"""

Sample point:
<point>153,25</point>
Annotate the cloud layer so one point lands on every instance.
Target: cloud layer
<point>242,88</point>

"""
"""

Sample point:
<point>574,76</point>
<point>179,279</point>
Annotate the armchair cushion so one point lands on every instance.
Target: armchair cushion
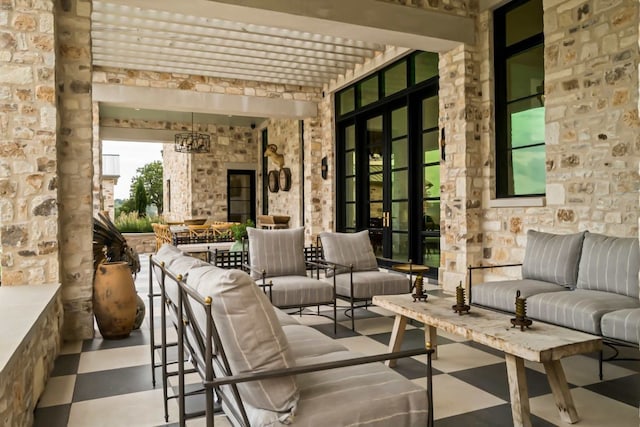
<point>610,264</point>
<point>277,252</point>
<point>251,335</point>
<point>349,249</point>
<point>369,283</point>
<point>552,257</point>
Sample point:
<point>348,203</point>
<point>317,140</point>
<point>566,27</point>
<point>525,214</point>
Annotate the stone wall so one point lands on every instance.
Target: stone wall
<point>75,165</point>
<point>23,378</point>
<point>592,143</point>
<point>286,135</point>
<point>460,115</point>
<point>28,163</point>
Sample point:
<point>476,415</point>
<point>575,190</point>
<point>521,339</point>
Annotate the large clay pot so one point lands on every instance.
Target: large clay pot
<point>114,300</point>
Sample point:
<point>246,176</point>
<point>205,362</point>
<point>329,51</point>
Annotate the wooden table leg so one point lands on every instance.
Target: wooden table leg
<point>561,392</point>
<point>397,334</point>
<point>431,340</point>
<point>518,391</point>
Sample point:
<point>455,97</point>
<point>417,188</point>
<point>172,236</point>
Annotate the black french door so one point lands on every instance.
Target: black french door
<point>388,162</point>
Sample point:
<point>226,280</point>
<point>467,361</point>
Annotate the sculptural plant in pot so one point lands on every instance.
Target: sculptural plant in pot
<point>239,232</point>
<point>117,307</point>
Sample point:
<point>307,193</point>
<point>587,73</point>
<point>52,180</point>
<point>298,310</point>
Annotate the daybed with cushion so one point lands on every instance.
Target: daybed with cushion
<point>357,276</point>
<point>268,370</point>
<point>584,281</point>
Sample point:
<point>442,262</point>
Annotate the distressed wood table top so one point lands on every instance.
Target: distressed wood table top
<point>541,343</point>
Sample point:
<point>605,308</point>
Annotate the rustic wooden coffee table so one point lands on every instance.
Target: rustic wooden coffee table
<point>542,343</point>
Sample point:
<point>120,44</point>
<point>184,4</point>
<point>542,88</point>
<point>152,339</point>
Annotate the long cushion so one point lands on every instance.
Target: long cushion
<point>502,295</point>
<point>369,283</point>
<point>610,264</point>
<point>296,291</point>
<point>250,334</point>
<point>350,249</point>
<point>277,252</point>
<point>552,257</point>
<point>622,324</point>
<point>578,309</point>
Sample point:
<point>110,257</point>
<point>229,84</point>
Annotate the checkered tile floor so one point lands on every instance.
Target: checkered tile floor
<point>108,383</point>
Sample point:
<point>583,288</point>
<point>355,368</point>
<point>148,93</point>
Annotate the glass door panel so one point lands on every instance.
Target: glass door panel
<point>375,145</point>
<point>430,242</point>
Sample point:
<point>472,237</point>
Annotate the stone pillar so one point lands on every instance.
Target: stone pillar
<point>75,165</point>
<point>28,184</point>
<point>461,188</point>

"""
"""

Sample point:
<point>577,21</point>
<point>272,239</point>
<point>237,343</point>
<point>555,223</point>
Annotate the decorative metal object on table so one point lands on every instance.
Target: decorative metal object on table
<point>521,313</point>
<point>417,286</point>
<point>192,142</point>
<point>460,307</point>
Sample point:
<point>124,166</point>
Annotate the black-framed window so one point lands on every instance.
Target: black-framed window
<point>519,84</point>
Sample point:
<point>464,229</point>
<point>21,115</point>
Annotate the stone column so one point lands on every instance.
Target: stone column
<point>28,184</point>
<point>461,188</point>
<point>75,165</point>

"""

| The task |
All that is wanted is an exact copy of the lines above from the one with "<point>110,257</point>" through the one with "<point>148,93</point>", with both ends included.

| Exercise answer |
<point>110,257</point>
<point>229,84</point>
Annotate the checkered tile floor so one point lands on every instance.
Target: checkered tile floor
<point>108,383</point>
Sample point:
<point>583,288</point>
<point>355,368</point>
<point>148,93</point>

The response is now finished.